**Problem requirements**
In full and exactly, reproduce the entries below, but omit the pictures.

Top of Information provided

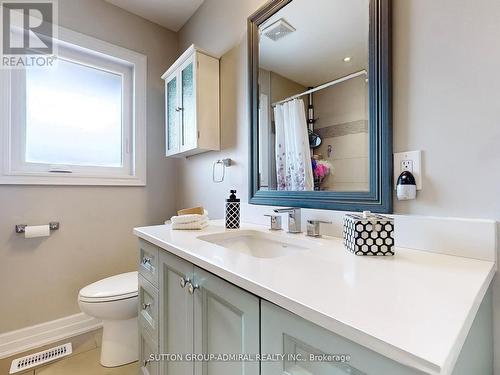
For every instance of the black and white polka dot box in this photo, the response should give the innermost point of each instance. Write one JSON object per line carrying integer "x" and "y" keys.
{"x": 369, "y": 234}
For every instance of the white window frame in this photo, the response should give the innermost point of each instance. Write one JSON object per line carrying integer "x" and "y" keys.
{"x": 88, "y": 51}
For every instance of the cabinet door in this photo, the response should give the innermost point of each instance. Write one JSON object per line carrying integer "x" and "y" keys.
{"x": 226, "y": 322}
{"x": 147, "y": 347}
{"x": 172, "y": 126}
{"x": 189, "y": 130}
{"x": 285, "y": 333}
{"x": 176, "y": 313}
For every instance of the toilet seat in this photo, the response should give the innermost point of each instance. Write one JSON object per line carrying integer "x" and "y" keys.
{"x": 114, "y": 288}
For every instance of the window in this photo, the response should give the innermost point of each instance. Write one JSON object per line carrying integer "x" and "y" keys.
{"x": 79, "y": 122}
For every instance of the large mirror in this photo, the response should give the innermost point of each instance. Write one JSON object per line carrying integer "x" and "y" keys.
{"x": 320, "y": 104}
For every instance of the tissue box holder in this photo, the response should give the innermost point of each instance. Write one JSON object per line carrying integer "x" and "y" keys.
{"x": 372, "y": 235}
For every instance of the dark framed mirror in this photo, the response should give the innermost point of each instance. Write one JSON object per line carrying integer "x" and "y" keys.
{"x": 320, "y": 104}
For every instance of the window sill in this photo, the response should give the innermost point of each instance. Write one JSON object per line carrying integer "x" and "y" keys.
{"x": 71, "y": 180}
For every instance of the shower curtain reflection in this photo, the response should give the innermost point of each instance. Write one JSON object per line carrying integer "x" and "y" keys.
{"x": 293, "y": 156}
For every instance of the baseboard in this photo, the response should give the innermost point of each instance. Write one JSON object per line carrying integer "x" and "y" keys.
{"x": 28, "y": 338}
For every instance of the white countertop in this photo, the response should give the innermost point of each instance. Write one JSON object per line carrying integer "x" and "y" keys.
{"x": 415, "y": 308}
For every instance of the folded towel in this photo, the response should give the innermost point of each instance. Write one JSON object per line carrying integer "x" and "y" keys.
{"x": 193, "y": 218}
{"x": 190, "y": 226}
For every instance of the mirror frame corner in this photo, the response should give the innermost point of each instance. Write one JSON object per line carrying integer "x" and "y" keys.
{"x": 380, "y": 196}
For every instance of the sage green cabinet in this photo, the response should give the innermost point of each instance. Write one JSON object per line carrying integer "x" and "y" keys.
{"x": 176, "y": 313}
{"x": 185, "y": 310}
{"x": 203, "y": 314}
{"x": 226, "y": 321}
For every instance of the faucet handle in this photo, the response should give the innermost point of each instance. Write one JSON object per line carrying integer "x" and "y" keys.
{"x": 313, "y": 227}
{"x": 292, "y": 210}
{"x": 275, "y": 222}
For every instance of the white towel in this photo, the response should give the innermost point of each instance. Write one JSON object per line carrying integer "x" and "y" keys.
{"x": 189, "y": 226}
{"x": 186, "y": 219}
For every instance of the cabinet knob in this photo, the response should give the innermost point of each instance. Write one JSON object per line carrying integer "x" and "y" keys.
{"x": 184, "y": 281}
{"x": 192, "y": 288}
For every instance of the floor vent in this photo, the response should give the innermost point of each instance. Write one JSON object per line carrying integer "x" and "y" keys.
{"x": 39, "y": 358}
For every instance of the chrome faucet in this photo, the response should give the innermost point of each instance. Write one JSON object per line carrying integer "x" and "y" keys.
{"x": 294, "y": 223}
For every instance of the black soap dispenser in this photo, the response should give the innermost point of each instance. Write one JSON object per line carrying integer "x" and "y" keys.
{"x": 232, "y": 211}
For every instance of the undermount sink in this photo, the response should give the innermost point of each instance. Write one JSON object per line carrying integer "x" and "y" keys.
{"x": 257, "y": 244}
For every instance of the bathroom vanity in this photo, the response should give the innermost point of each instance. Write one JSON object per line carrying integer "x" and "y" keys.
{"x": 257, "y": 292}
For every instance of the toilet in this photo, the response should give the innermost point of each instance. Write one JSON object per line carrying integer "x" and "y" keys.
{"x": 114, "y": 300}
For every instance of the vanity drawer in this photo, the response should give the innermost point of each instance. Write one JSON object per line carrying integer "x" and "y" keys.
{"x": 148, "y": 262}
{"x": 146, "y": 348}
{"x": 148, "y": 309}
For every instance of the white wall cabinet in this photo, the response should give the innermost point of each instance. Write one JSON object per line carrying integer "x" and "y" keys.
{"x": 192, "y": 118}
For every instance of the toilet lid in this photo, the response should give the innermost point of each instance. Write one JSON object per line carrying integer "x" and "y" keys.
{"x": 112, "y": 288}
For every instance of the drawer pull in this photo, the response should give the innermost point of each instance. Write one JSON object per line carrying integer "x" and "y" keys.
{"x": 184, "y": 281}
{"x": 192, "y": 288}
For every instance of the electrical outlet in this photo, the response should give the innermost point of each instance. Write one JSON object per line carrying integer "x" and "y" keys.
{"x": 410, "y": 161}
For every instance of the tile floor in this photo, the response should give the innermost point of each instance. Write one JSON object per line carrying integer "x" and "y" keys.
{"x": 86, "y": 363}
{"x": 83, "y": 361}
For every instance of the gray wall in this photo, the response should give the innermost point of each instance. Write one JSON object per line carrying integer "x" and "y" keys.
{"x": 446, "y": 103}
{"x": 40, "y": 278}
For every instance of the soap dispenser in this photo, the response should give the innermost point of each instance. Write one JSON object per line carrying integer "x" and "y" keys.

Bottom of Information provided

**Output of the task**
For every instance of the black and white polka dot box in this photo, the response should give the innermost point of each instance. Write one JSON object per line carrying integer "x" and "y" keys.
{"x": 369, "y": 234}
For every instance of the white window frame in this photo, the response should give the innermost point of each instance. Write one JSON object per line carrying integer "x" and "y" keys.
{"x": 88, "y": 51}
For every instance of the cabinet door in this photo, the response should give the innermost point of each instance. Write one JSON object per line carrying integer "x" and "y" keys.
{"x": 226, "y": 322}
{"x": 147, "y": 347}
{"x": 172, "y": 126}
{"x": 189, "y": 130}
{"x": 285, "y": 333}
{"x": 176, "y": 313}
For every instance of the toilet seat in this photo, the response should give the innermost point of each instance. Write one JSON object per line carrying integer "x" and "y" keys.
{"x": 114, "y": 288}
For every instance of the window in this photo, the response should give the innermost point of each instance. Write one JSON object per line carrying integer "x" and "y" keys.
{"x": 79, "y": 122}
For every instance of the large mirror in this photo, the response should give the innermost point of each instance. Write one JSON object per line carrying integer "x" and "y" keys.
{"x": 320, "y": 104}
For every instance of the tissue box holder in this photo, the response should give the innermost point of each instance. Write one JSON object per line carrying integer "x" and "y" keys.
{"x": 372, "y": 235}
For every instance of the dark framed mirror in this photo, the response should give the innermost point of each instance. Write one JSON object per line carrying integer "x" and "y" keys.
{"x": 320, "y": 104}
For every instance of the window sill in this photo, the response should give the innermost point of each instance. Write one JSON object per line carrying integer "x" and "y" keys.
{"x": 71, "y": 180}
For every instance of the shower curtain reflection in this photo, the response should give the innermost point of each instance. Write one JSON object per line carrying integer "x" and "y" keys.
{"x": 293, "y": 156}
For every instance of the baseboard in this photo, the response should give the innermost point of each instance. Write one JSON object per line carrying integer "x" and "y" keys.
{"x": 28, "y": 338}
For every instance of the white countertop in this photo, the response should give the innermost point of each instance. Write one JSON object per line carrying integer "x" and "y" keys.
{"x": 415, "y": 308}
For every instance of the folded towel in this photo, the response should give the innermost point of each instance. Write one JSON object per line carrying integer "x" and "y" keys.
{"x": 193, "y": 218}
{"x": 190, "y": 226}
For every instance of the mirror frame corner in this photo, the response should give the innermost point of each instance. Write one JSON object per line carrying integer "x" and "y" keys.
{"x": 380, "y": 196}
For every instance of the sage green cabinet in this photo, the response should give the innermost point of each instance. Write one JSON object per line carrying integer "x" and "y" keys.
{"x": 176, "y": 313}
{"x": 185, "y": 310}
{"x": 203, "y": 314}
{"x": 226, "y": 321}
For every instance of the faucet handle in this photo, the response should give the innermost point of each instance. Write one JSON object per line carrying integer "x" and "y" keys.
{"x": 313, "y": 227}
{"x": 292, "y": 210}
{"x": 275, "y": 222}
For every instance of the white towel in this photo, the response should give the innermost point of each instance. Write one JSON object per line carrying integer "x" and "y" keys.
{"x": 189, "y": 226}
{"x": 186, "y": 219}
For every instance of the cabinet knob in this photo, the response should give the innermost point of each instance. Write one JSON object per line carrying integer "x" and "y" keys.
{"x": 184, "y": 281}
{"x": 192, "y": 288}
For every instance of the floor vent in this photo, the response should give the innermost point of each instance. Write one JSON object per line carrying integer "x" and "y" keys.
{"x": 39, "y": 358}
For every instance of the chrome faucet in this photo, the response should give the innermost point of each instance. Write one JSON object per line carrying integer "x" and "y" keys.
{"x": 294, "y": 223}
For every instance of the black soap dispenser in this photo, the response should give the innermost point of each instance. Write one JSON object per line carrying integer "x" and "y" keys.
{"x": 232, "y": 211}
For every instance of the undermount sink in this photo, the response should give the innermost point of each instance. Write one JSON object per line carrying integer "x" and "y" keys.
{"x": 257, "y": 244}
For every instance of the bathroom vanity in this photo, the response should give the innermost point of each instance. Write one JSON object per line carrying integer "x" and "y" keys.
{"x": 257, "y": 292}
For every instance of the toilet in this photo, the response should give the innermost point of each instance. Write one JSON object per line carrying integer "x" and "y" keys.
{"x": 114, "y": 300}
For every instance of the vanity drawer in this photo, the response should give the innermost point of each instance. Write one JSON object per line carrying integer "x" and "y" keys.
{"x": 148, "y": 262}
{"x": 146, "y": 348}
{"x": 148, "y": 309}
For every instance of the white wall cabinet in this photo, the response should give the innermost point of each instance. Write one JSON object per line carrying integer "x" and "y" keys.
{"x": 192, "y": 118}
For every instance of the toilet lid in this photo, the response should give the innermost point of each instance. Write one JSON object per line carrying integer "x" and "y" keys.
{"x": 112, "y": 288}
For every instance of the drawer pull in this photo, the response should give the innermost point of each instance. Write one JSON object per line carrying integer "x" and "y" keys.
{"x": 184, "y": 281}
{"x": 192, "y": 288}
For every instance of the electrical outlet in this photo, the response should give the innermost point of each instance. Write one JSON object per line carrying integer "x" and "y" keys.
{"x": 410, "y": 161}
For every instance of the tile floor in this photo, the response should give the innermost point of each instance. Write one JSON object per line carrying integer "x" and "y" keys.
{"x": 86, "y": 363}
{"x": 83, "y": 361}
For every instance of the gray wall in this photo, the response should give the innermost point of each instance. Write one JSON object per line carrying integer "x" and "y" keys.
{"x": 446, "y": 103}
{"x": 40, "y": 278}
For every instance of the soap dispenser in this photo, the response should give the innermost point of each instance. Write one JSON object per line carrying integer "x" and "y" keys.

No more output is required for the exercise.